Task goal
Filter the data for lines with the word "mountain" and copy those lines.

---------- Dataset excerpts ----------

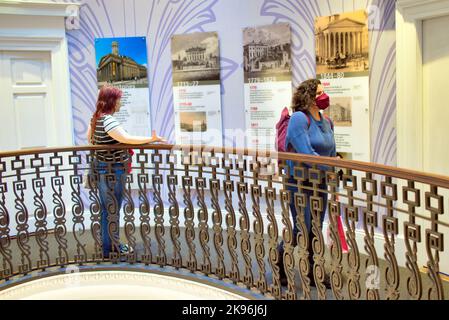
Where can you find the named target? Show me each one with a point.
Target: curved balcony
(217, 216)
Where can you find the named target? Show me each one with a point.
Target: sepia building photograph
(121, 61)
(267, 51)
(195, 57)
(340, 111)
(193, 121)
(341, 43)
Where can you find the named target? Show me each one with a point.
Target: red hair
(106, 102)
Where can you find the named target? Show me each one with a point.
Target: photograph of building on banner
(122, 62)
(342, 65)
(195, 57)
(341, 43)
(196, 88)
(267, 66)
(266, 53)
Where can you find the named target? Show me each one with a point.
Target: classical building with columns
(344, 36)
(115, 67)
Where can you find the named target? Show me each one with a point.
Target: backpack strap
(308, 119)
(330, 121)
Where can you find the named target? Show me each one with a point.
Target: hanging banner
(122, 62)
(267, 81)
(342, 56)
(196, 88)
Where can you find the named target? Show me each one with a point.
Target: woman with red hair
(104, 129)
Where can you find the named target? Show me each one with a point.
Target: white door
(435, 95)
(26, 106)
(435, 46)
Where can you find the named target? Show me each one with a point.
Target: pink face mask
(322, 102)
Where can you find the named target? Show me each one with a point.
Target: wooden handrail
(394, 172)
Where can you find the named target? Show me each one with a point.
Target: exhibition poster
(122, 62)
(342, 57)
(196, 88)
(267, 81)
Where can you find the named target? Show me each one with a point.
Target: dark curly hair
(305, 95)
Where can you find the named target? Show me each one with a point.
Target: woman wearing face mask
(309, 132)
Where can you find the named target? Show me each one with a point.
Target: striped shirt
(103, 126)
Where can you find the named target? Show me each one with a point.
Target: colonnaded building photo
(224, 150)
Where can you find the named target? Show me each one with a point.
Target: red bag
(131, 153)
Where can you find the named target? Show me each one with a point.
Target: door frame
(410, 15)
(54, 41)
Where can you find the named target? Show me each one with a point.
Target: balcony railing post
(189, 212)
(351, 218)
(228, 186)
(78, 227)
(390, 229)
(129, 213)
(94, 208)
(159, 229)
(217, 217)
(23, 236)
(412, 235)
(172, 182)
(370, 222)
(333, 181)
(144, 207)
(5, 238)
(245, 243)
(318, 204)
(303, 236)
(273, 231)
(201, 184)
(434, 243)
(287, 233)
(40, 213)
(256, 193)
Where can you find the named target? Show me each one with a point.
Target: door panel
(26, 100)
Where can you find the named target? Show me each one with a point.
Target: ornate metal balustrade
(223, 213)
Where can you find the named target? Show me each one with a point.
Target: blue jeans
(307, 214)
(110, 187)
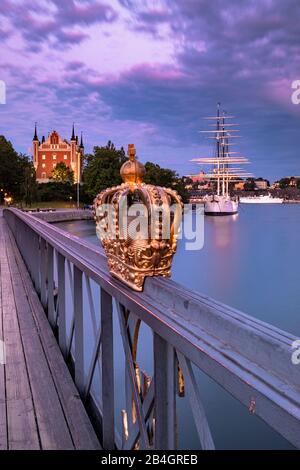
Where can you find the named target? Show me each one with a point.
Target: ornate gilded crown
(138, 225)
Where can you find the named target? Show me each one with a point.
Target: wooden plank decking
(39, 405)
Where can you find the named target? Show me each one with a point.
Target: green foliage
(284, 183)
(102, 169)
(166, 178)
(62, 174)
(249, 184)
(17, 176)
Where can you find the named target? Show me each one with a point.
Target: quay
(46, 302)
(40, 407)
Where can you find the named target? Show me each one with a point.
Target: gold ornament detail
(132, 255)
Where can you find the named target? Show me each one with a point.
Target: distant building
(261, 184)
(239, 186)
(48, 153)
(200, 178)
(294, 180)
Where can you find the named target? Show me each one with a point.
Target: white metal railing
(248, 358)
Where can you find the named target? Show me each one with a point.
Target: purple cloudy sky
(147, 71)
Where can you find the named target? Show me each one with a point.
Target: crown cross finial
(131, 152)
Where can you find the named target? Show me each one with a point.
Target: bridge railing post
(50, 286)
(79, 331)
(165, 395)
(107, 363)
(62, 330)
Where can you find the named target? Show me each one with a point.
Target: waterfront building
(239, 186)
(261, 184)
(53, 150)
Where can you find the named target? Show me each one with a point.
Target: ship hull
(258, 200)
(220, 206)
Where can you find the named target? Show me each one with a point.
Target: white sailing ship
(262, 199)
(225, 165)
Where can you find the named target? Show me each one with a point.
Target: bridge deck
(39, 405)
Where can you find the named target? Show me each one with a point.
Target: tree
(62, 174)
(14, 171)
(249, 184)
(166, 178)
(29, 186)
(102, 168)
(284, 183)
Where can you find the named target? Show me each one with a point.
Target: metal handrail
(249, 358)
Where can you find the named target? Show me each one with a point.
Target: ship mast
(224, 161)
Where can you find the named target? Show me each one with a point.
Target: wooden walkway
(39, 405)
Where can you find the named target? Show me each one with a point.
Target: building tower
(36, 144)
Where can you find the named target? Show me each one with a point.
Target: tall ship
(225, 164)
(261, 199)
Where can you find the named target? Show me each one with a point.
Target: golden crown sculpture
(133, 256)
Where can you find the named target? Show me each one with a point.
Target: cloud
(55, 20)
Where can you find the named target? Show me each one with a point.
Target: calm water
(251, 262)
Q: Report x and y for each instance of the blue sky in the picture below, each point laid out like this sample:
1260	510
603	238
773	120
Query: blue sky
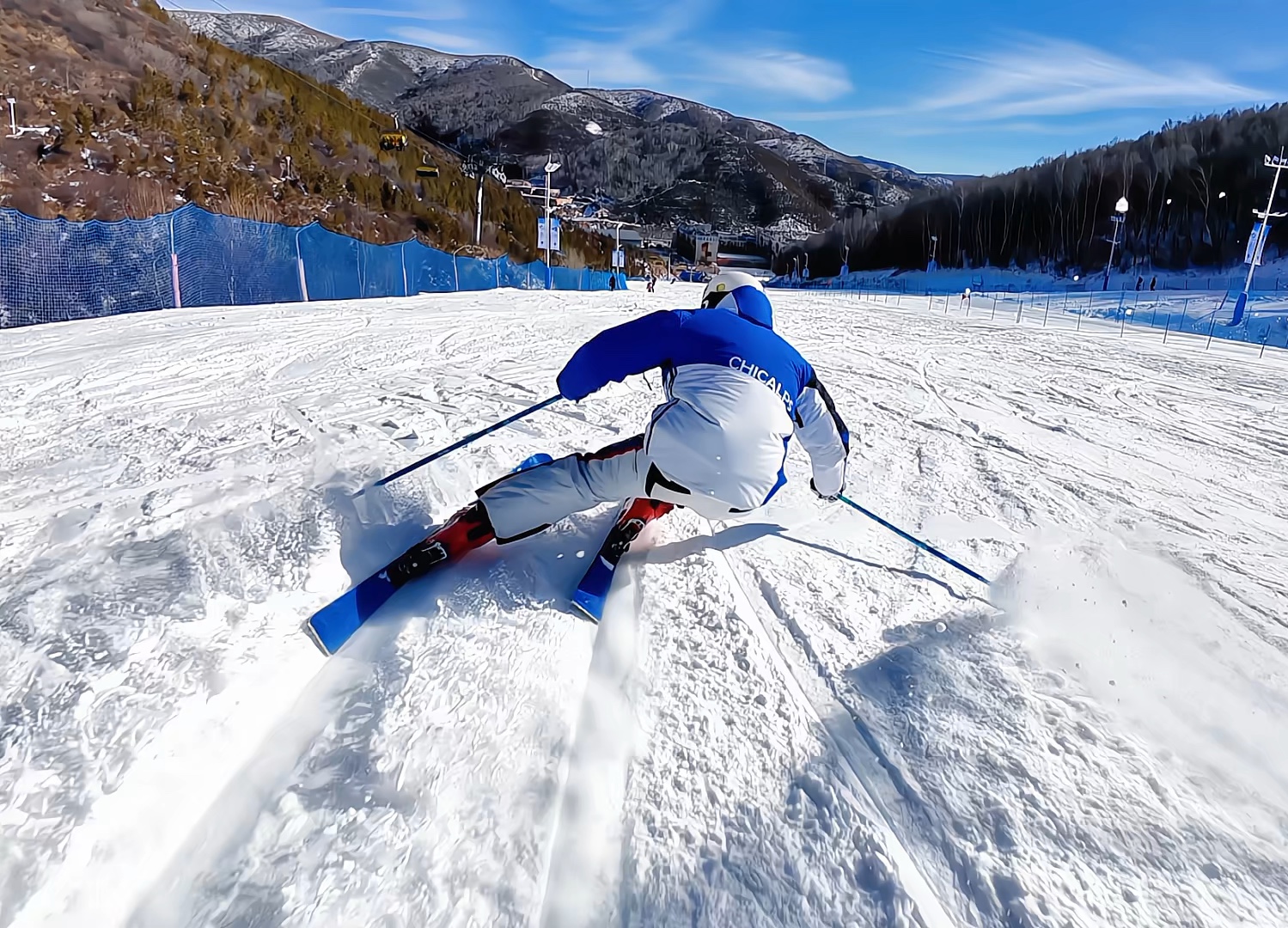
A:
938	87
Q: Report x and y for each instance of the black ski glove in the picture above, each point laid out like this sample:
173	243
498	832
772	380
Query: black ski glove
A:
833	498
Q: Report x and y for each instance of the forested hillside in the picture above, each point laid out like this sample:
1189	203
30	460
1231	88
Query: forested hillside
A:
1192	191
139	115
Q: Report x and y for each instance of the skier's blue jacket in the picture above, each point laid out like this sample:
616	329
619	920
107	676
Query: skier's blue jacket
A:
736	394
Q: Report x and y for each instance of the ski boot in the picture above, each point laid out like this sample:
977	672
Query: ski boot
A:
467	530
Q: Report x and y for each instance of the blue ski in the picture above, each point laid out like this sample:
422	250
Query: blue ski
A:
336	621
591	593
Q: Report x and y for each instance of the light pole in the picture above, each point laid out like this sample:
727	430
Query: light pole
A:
1120	211
552	167
1259	235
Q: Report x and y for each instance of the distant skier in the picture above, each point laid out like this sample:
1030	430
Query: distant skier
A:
736	392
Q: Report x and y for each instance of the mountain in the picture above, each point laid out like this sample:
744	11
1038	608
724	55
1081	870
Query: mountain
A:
134	113
657	157
1192	192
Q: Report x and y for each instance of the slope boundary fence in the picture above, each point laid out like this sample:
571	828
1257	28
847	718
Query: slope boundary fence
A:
57	270
1169	317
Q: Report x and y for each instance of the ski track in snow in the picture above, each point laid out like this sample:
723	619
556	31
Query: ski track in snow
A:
797	719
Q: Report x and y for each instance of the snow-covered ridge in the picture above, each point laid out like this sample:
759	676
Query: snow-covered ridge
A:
271	33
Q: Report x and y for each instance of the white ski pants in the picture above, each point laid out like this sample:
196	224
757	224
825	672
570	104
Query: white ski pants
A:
527	502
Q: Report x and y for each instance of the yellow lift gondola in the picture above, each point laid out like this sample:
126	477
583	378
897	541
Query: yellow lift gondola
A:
393	141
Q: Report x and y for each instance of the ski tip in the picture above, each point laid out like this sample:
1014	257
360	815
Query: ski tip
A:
314	637
534	461
590	608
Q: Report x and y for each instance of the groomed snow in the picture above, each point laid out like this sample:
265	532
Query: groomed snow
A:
794	721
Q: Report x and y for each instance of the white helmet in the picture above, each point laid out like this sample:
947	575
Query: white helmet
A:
741	293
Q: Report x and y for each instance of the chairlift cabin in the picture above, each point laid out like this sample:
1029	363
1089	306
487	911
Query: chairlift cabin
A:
393	141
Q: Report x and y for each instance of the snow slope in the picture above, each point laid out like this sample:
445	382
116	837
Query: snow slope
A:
797	719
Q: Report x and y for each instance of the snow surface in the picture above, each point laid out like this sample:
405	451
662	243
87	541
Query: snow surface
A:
792	721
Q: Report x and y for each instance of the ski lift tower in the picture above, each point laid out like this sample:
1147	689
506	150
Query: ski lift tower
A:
1118	219
1260	232
552	167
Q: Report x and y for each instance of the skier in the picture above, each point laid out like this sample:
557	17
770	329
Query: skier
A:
736	392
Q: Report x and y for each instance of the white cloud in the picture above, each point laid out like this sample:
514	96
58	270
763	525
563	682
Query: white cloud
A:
662	58
611	64
1043	77
439	41
787	74
1051	77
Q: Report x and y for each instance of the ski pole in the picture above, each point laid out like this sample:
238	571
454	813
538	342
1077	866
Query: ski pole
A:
462	443
918	541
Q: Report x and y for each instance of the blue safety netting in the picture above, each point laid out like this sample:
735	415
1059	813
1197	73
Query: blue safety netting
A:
54	270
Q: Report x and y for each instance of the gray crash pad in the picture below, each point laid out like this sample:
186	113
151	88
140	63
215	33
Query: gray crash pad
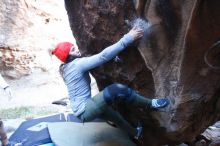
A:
87	134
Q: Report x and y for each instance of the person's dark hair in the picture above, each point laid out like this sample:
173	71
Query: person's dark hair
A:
69	59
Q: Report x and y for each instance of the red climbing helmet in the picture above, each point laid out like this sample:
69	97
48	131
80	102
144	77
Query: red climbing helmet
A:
62	50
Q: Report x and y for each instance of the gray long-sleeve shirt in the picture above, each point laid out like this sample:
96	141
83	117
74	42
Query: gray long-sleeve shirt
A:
76	73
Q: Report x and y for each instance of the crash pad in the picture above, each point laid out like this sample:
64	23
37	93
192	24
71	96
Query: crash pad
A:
87	134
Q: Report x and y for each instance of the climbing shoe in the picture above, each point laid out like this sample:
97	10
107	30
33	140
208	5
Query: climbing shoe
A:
159	103
139	132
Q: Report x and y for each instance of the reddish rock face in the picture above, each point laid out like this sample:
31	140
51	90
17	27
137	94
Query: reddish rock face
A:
169	61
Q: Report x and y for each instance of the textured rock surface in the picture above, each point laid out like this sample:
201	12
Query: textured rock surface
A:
168	62
28	30
27	33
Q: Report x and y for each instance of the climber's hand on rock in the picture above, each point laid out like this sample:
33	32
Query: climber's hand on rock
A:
136	32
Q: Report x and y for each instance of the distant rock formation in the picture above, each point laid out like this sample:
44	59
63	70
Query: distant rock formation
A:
169	61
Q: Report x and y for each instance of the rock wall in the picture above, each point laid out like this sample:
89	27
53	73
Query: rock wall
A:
169	61
27	34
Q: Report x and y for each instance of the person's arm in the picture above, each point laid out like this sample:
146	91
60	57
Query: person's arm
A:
110	52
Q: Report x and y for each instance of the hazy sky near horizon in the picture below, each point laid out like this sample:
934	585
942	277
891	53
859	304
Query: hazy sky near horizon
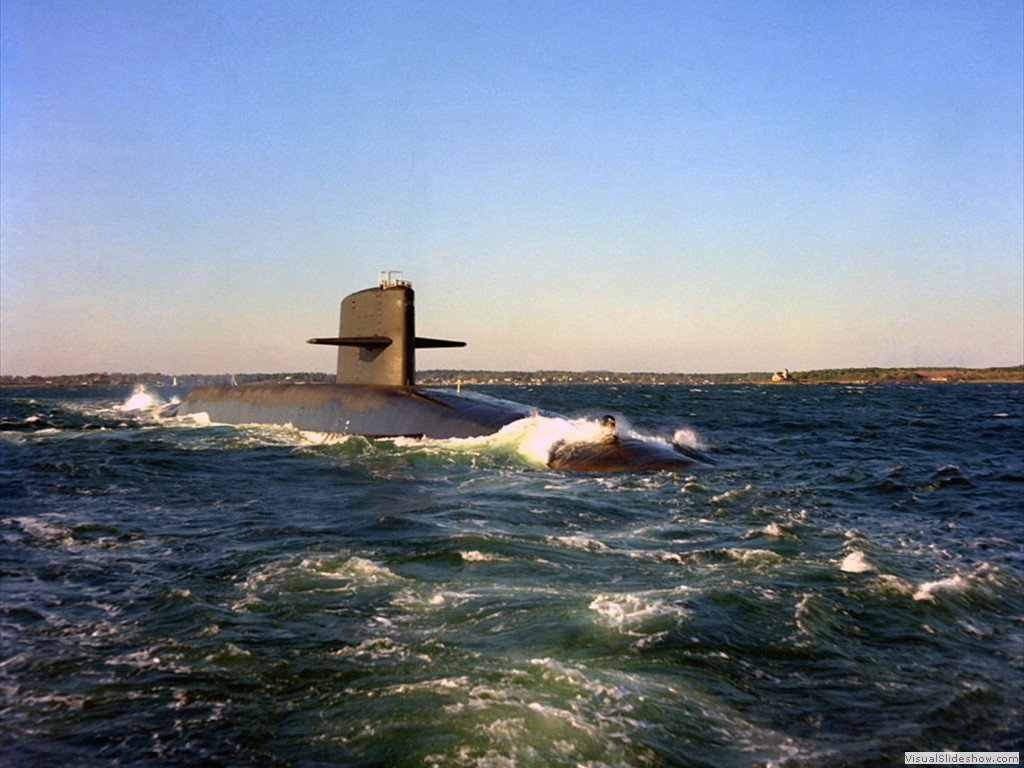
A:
681	185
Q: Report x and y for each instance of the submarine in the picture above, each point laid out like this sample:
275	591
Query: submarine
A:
375	394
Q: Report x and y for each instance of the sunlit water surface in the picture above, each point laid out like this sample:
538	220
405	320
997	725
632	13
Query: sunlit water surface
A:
843	586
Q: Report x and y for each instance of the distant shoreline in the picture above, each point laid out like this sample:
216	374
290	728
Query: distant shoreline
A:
1005	375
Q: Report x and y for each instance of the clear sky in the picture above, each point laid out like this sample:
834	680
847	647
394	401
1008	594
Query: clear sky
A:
691	185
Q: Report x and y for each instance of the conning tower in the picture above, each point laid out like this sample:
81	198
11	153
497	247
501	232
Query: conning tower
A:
377	340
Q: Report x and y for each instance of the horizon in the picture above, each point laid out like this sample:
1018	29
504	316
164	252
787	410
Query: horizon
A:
656	187
610	372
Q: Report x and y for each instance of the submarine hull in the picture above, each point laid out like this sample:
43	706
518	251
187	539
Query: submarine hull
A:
358	410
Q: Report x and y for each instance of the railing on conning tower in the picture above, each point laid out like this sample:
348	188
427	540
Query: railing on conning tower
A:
391	279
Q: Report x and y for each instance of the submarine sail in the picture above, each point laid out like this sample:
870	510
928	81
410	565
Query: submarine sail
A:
375	392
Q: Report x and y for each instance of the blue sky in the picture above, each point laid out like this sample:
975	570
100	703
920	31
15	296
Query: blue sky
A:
680	185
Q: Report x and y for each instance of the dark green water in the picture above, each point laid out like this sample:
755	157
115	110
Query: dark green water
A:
845	585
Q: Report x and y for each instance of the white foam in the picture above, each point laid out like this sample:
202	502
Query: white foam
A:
953	584
141	399
620	611
855	563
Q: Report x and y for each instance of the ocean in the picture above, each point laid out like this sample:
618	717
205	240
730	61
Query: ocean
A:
844	585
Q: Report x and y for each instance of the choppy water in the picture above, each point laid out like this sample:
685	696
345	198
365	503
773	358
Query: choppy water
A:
846	584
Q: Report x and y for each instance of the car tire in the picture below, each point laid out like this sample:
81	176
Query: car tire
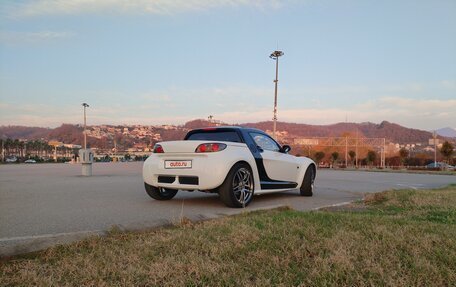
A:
238	187
160	193
307	185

----------

Solution to this exercise
Q: Report x and y for each instance of the mountain in the picture above, each point laid out like this sample:
Query: mountain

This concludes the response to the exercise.